◆ TEXT
◆ ◆ ◆ ◆

As to Language, Dryden selects a number of examples from the older dramatists, and points out their irregularities. In Wit he finds himself obliged to make distinctions. The definition of Wit engaged Dryden's attention, and he finally arrived at a statement which satisfied him, and by which he was content to abide. In this Essay he comes near his later account of Wit as adequacy or propriety of language; but he distinguishes farther between two senses of the term: Wit in the larger sense is propriety of language; Wit in the narrower and stricter sense is sharpness of conceit. Jonson's Wit in the larger sense is unquestioned: 'he always writ properly, and as the character required'; his fault was that his subjects were too uniformly low. In sharpness of conceit he was not admirable; Dryden expresses the natural aversion of a later generation for the Elizabethan taste in epigrams. He remarks on the extremes between which the careless genius of Shakespeare has its range, and on the luxuriance of Fletcher; 'he is a true Englishman; he knows not when to give over.' Conversation, the third head of Dryden's discourse, brings him to the summary of his argument. His age is better than Shakespeare's because it has better manners, a more refined society, a more affable monarch. Hence the change in the dramatic ideal, as already explained in the Mock Astrologer. It is

an ideal of refined comedy; for though the Epilogue had spoken of the heroic motives of Love and Honour, both the Epilogue and this Essay defending it take Comedy as the form of Drama to be most thought of. The Comedy of Jonson is still an example and a standard as far as concerns the virtues of construction, of arrangement, of coherence. But, 'the poets of this age will be more wary than to imitate the meanness of his persons. Gentlemen will now be entertained with the follies of each other; and though they allow Cobb and Tib to speak properly, yet they are not much pleased with their tankard or with their rags.'

THE AUTHOR'S APOLOGY FOR HEROIC POETRY AND POETIC LICENCE (1677).

This Essay was prefixed to The State of Innocence and Fall of Man, an Opera in Heroic Verse, Dryden's version of Paradise Lost. The Essay has nothing very particular to do either with the Epic or the Opera. It is an expansion of one of Dryden's views about poetry which he had already expressed in the Essay of Heroic Plays; it defends the magnificent language proper to the noblest kind of poetry, and is to some extent reactionary. Dryden had acknowledged the reforms of Waller and Denham, but he was not prepared to go all lengths with the new order of things. There was too much of the Elizabethan in him, and he could not accept the common sense of his contemporaries as an adequate test of good and bad poetry. 'What fustian, as they call it, have I heard these gentlemen find out in Mr. Cowley's Odes!' 'All that is dull, insipid, languishing, and without sinews in a poem, they call an imitation of Nature.' Dryden, like Tasso before him,

is compelled to stand up against the scholars who have learned their lesson too well; it is as if he foresaw the sterilizing influence of the prose understanding, and the harm that might be done by correctness if the principles of correctness were vulgarized.

◆ ◆ ◆ ◆

◆ GIVEN INSTRUCTION A
In the text on Dryden's essays, what work was The Author's Apology for Heroic Poetry and Poetic Licence prefixed to?
◆ GIVEN INSTRUCTION B
Output the lines of the entries starting at the line containing "Find guitar fretboard." and ending at the last line of the entries as a Markdown table with the columns Row and Line, leaving out any blank lines.

◆ ◆ ◆ ◆

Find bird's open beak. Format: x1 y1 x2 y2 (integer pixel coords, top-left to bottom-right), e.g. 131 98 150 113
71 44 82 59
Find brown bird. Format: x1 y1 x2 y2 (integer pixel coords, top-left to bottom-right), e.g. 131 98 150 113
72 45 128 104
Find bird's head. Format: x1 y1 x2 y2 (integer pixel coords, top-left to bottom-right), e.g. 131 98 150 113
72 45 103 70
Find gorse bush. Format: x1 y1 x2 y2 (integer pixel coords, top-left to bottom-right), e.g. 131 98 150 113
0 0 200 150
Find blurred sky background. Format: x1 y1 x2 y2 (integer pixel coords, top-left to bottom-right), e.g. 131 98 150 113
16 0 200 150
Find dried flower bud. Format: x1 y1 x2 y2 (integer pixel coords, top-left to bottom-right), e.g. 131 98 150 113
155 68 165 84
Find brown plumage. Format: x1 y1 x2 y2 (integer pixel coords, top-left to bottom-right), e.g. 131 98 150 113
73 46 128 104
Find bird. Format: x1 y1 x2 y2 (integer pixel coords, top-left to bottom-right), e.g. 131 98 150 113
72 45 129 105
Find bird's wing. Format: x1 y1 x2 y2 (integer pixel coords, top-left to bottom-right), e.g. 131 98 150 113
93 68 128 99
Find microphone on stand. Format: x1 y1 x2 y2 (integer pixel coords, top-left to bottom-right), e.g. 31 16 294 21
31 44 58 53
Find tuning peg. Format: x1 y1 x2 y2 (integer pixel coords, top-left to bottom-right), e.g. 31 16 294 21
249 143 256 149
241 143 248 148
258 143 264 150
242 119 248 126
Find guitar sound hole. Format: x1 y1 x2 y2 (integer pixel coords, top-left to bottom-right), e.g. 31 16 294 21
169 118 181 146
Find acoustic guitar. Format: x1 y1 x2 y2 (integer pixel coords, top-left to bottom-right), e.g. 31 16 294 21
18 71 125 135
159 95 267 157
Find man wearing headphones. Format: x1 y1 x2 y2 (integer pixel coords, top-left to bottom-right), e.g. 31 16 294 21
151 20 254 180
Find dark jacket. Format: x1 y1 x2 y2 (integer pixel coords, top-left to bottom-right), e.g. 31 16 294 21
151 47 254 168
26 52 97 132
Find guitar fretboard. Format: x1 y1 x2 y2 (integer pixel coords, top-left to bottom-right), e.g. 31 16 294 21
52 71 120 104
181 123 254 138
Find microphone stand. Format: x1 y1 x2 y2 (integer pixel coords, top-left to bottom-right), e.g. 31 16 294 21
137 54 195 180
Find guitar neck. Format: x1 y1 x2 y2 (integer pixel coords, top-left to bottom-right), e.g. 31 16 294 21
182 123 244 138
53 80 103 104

◆ ◆ ◆ ◆

◆ EXERCISE SOLUTION A
It was prefixed to The State of Innocence and Fall of Man, an Opera in Heroic Verse, Dryden's version of Paradise Lost.

◆ EXERCISE SOLUTION B
| Row | Line |
|---|---|
| 1 | Find guitar fretboard. Format: x1 y1 x2 y2 (integer pixel coords, top-left to bottom-right), e.g. 31 16 294 21 |
| 2 | 52 71 120 104 |
| 3 | 181 123 254 138 |
| 4 | Find microphone stand. Format: x1 y1 x2 y2 (integer pixel coords, top-left to bottom-right), e.g. 31 16 294 21 |
| 5 | 137 54 195 180 |
| 6 | Find guitar neck. Format: x1 y1 x2 y2 (integer pixel coords, top-left to bottom-right), e.g. 31 16 294 21 |
| 7 | 182 123 244 138 |
| 8 | 53 80 103 104 |